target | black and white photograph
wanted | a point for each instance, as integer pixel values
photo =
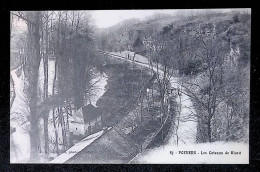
(135, 86)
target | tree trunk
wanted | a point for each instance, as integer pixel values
(45, 64)
(33, 72)
(209, 130)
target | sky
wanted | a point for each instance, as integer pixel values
(107, 18)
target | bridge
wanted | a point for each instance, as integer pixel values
(116, 145)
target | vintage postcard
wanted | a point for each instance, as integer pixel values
(130, 86)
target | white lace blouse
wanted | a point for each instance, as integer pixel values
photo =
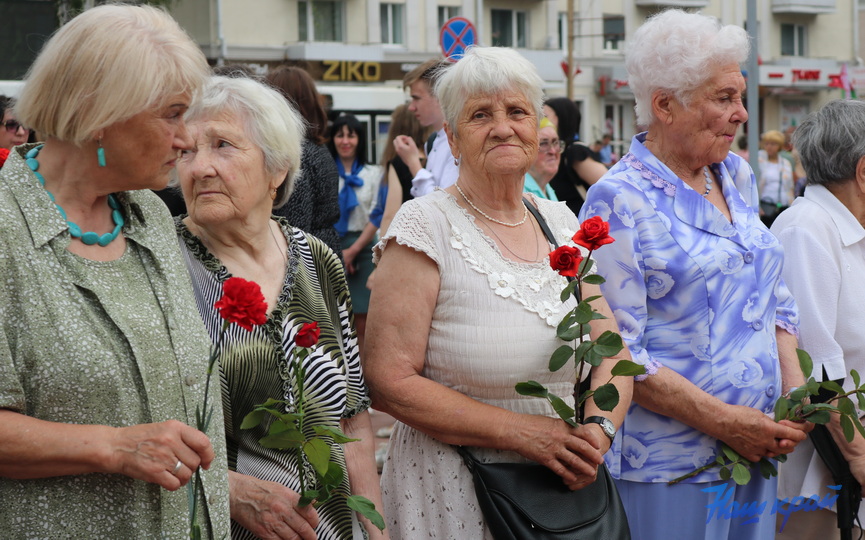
(493, 326)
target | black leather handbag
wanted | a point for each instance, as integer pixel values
(527, 501)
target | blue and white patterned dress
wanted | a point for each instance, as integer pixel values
(691, 292)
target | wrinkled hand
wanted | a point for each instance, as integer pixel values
(572, 453)
(754, 435)
(150, 452)
(269, 510)
(406, 147)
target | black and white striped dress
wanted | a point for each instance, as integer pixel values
(254, 364)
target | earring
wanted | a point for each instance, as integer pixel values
(100, 153)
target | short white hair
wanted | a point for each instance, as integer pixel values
(487, 71)
(269, 121)
(677, 52)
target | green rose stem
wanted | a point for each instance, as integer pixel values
(202, 423)
(568, 262)
(795, 407)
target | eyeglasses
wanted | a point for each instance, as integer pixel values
(546, 145)
(13, 125)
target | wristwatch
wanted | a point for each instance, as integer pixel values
(605, 423)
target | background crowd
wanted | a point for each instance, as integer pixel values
(428, 277)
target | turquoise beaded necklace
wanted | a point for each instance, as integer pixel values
(89, 238)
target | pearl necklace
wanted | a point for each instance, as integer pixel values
(89, 238)
(708, 181)
(494, 220)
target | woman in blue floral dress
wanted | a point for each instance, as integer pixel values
(694, 280)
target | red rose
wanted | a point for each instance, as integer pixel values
(308, 335)
(594, 233)
(566, 261)
(242, 303)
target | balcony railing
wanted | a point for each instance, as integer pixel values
(803, 6)
(674, 3)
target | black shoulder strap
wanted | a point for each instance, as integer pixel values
(542, 222)
(544, 227)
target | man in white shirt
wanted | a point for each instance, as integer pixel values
(441, 168)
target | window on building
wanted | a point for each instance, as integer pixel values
(563, 30)
(392, 23)
(321, 20)
(614, 32)
(509, 28)
(792, 39)
(447, 13)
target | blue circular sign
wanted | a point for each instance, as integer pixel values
(456, 36)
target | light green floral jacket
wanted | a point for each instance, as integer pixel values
(83, 342)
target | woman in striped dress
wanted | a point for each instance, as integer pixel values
(242, 164)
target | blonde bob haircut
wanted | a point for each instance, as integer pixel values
(105, 66)
(270, 122)
(485, 71)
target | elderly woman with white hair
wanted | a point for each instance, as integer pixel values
(471, 309)
(694, 280)
(102, 358)
(823, 235)
(242, 165)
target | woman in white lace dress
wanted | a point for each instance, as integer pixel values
(470, 309)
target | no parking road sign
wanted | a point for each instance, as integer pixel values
(456, 36)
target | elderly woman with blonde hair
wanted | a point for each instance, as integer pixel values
(694, 280)
(102, 356)
(471, 309)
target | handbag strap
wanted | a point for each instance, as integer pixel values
(544, 227)
(542, 222)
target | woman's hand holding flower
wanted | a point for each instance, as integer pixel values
(754, 435)
(150, 452)
(269, 510)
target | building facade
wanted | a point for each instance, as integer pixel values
(359, 50)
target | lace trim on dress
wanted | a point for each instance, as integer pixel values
(645, 172)
(535, 286)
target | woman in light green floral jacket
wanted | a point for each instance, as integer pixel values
(102, 353)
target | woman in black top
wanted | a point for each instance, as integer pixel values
(578, 169)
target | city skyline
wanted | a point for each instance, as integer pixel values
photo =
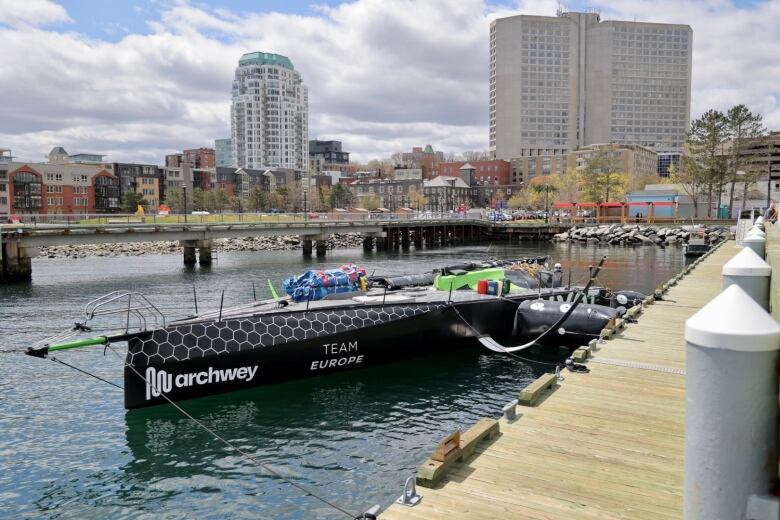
(382, 78)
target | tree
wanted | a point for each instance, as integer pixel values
(742, 124)
(469, 156)
(131, 201)
(174, 199)
(417, 200)
(280, 197)
(705, 141)
(259, 200)
(320, 198)
(692, 177)
(221, 200)
(341, 196)
(384, 167)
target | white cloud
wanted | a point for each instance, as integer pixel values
(25, 13)
(735, 50)
(382, 76)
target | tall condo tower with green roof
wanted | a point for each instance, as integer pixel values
(269, 114)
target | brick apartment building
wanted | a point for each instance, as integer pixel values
(478, 173)
(62, 189)
(426, 159)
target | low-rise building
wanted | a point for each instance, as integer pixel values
(632, 159)
(328, 156)
(5, 162)
(446, 193)
(426, 159)
(403, 173)
(145, 179)
(478, 173)
(223, 153)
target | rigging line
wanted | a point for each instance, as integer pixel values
(475, 331)
(85, 372)
(231, 445)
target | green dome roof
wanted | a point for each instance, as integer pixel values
(265, 58)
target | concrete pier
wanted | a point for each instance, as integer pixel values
(418, 238)
(204, 252)
(16, 261)
(189, 247)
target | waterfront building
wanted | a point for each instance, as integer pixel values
(404, 173)
(473, 173)
(561, 83)
(634, 160)
(392, 193)
(5, 162)
(58, 155)
(145, 179)
(223, 153)
(194, 158)
(426, 159)
(62, 188)
(446, 193)
(269, 114)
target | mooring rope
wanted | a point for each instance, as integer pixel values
(85, 372)
(232, 446)
(479, 335)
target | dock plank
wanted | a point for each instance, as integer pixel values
(604, 445)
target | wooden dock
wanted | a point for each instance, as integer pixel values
(602, 445)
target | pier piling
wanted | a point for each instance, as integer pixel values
(731, 406)
(751, 273)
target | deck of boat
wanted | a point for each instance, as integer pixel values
(603, 445)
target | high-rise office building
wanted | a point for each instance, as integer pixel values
(269, 114)
(560, 83)
(223, 149)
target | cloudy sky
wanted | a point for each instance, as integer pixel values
(136, 79)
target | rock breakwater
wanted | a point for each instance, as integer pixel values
(617, 234)
(277, 243)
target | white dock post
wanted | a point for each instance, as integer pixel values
(756, 230)
(756, 243)
(731, 406)
(751, 273)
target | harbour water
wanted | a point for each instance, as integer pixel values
(70, 450)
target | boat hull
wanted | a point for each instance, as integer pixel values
(194, 360)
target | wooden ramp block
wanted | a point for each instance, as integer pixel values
(531, 393)
(581, 354)
(432, 471)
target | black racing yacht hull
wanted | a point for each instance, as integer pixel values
(200, 357)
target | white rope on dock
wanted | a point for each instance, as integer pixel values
(641, 366)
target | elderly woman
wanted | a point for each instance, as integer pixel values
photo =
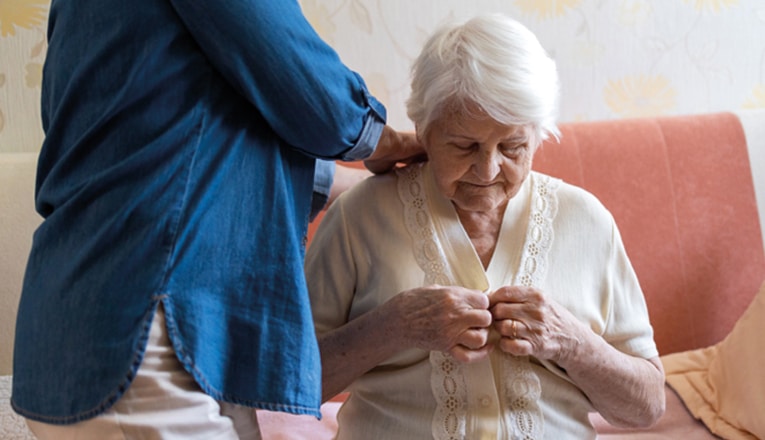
(519, 312)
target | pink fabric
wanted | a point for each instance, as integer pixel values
(681, 191)
(677, 423)
(682, 194)
(282, 426)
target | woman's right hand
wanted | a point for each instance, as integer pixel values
(444, 318)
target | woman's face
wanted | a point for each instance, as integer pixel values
(478, 163)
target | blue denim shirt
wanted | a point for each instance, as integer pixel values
(178, 167)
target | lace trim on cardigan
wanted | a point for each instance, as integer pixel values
(523, 417)
(522, 389)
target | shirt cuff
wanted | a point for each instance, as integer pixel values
(324, 175)
(370, 133)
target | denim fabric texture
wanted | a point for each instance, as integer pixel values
(178, 167)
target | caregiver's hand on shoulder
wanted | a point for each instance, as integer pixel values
(530, 324)
(445, 318)
(395, 147)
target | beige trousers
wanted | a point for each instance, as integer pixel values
(163, 402)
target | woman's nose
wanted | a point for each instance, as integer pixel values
(487, 165)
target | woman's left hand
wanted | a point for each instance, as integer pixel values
(533, 325)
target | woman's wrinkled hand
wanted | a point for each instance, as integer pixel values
(445, 318)
(530, 324)
(395, 147)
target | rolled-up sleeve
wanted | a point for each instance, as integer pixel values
(271, 55)
(322, 183)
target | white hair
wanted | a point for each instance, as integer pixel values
(490, 61)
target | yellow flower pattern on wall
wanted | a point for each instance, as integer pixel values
(26, 14)
(546, 8)
(640, 95)
(714, 5)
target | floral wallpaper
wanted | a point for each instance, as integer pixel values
(617, 58)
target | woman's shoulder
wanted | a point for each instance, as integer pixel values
(576, 202)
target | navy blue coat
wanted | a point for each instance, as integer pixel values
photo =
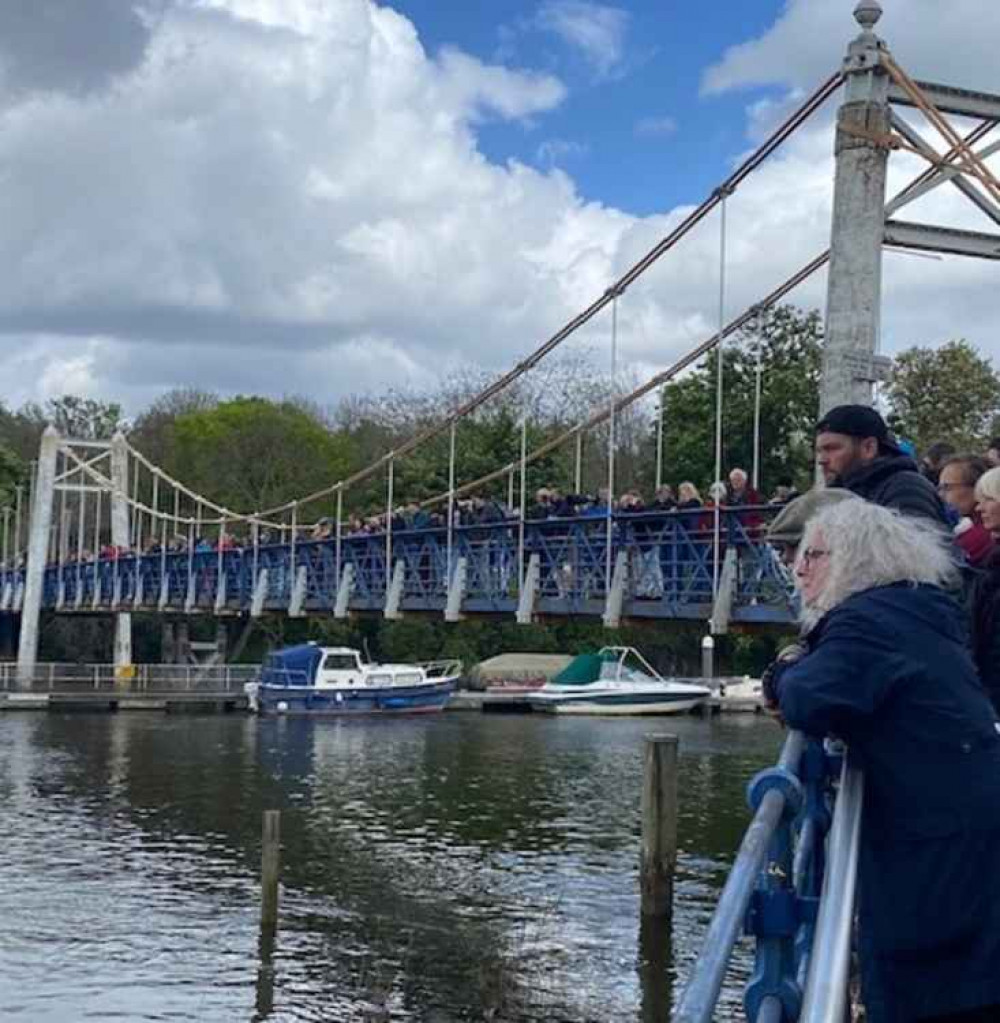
(889, 672)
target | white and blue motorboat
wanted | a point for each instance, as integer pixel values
(616, 680)
(310, 679)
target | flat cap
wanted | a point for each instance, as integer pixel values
(788, 526)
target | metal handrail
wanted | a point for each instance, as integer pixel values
(699, 996)
(800, 908)
(826, 987)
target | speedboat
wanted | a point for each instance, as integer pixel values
(616, 680)
(321, 680)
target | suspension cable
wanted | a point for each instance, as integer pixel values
(720, 394)
(665, 376)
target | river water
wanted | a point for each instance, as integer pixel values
(455, 868)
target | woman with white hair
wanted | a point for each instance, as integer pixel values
(885, 668)
(986, 595)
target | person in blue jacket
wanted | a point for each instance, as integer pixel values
(883, 665)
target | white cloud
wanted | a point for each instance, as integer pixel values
(288, 198)
(597, 31)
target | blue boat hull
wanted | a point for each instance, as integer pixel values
(306, 700)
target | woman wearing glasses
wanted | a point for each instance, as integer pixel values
(885, 668)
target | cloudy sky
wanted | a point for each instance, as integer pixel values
(324, 196)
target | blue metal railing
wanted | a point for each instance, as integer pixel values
(670, 557)
(784, 892)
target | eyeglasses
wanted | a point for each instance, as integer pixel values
(812, 554)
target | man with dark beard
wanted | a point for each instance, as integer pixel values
(855, 451)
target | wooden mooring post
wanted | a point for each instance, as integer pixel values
(270, 870)
(658, 852)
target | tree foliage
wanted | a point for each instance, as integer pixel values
(950, 393)
(250, 453)
(788, 343)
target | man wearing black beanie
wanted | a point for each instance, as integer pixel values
(856, 451)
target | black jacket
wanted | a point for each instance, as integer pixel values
(895, 482)
(986, 627)
(888, 671)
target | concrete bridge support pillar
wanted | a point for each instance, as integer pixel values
(182, 648)
(121, 538)
(168, 643)
(38, 544)
(854, 290)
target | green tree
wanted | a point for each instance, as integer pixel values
(789, 346)
(250, 453)
(12, 472)
(950, 393)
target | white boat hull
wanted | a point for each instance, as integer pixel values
(557, 706)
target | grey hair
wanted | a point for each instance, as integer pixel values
(988, 485)
(871, 546)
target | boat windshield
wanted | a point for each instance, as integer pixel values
(339, 662)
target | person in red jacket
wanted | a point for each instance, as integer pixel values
(956, 484)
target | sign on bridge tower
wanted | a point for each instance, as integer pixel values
(868, 130)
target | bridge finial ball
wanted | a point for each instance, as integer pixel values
(867, 13)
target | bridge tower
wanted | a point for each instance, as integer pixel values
(854, 288)
(869, 127)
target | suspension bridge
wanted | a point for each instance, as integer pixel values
(102, 529)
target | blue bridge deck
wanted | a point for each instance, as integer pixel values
(670, 564)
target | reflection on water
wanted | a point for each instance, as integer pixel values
(458, 868)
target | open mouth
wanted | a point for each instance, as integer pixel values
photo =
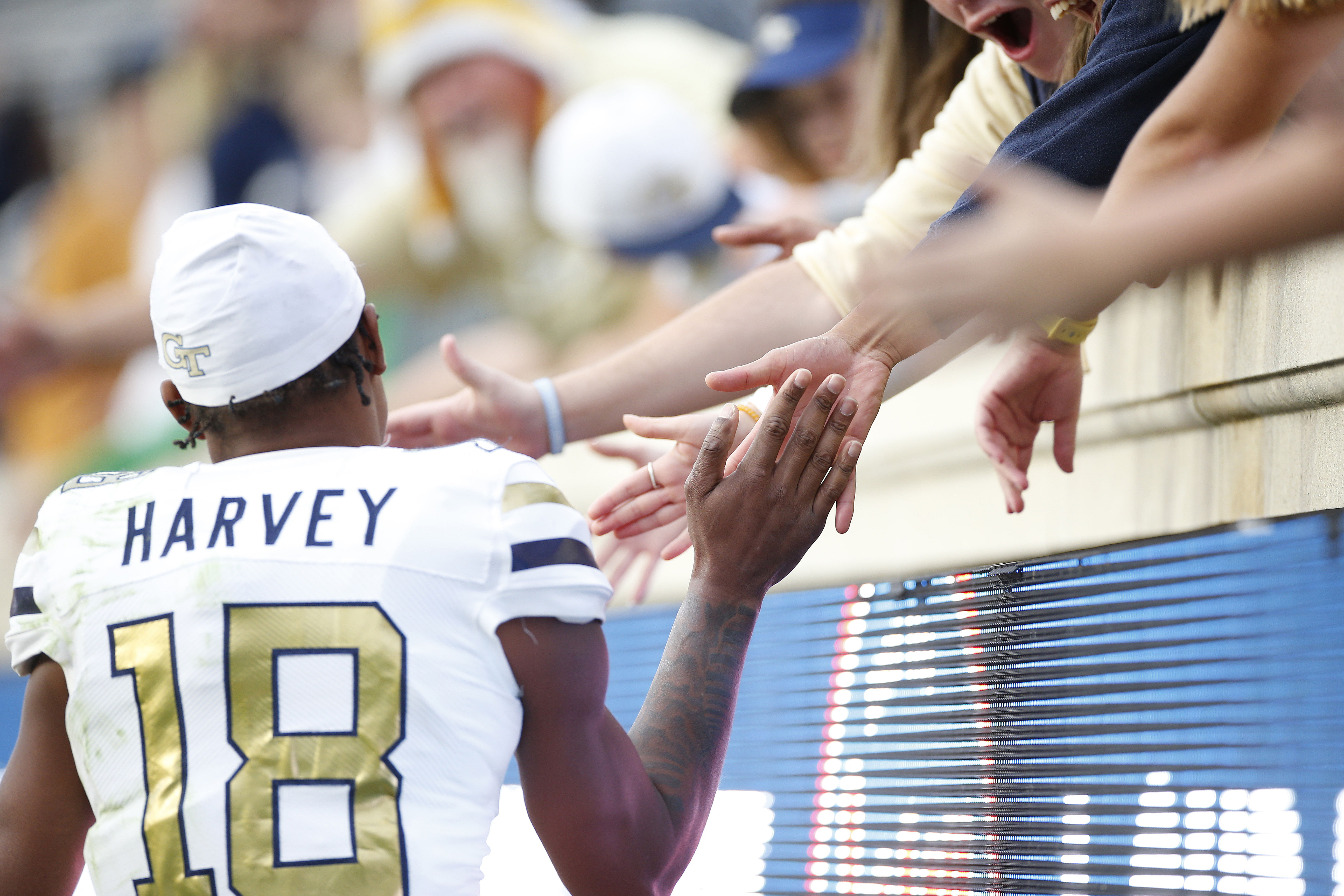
(1013, 30)
(1084, 9)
+++
Given request: With pictures left out, repeat exactly the lines from the line bearing "target | bridge finial ball" through the final line of the records above.

In response:
target | bridge finial ball
wanted | a point for each instance, as integer pixel values
(867, 13)
target | bridge tower
wanted | a point for each instance, as integer pixel values
(854, 288)
(869, 127)
target | suspension bridge
wanted | a point for each instance, as integer pixel values
(102, 529)
target | blue bridge deck
wanted | a point for each instance, as integer pixel values
(670, 564)
target | reflection on water
wanted | a point for each instance, as integer pixel values
(458, 868)
target | open mouth
wanted | a point for each instance, as integer pixel values
photo =
(1013, 30)
(1084, 9)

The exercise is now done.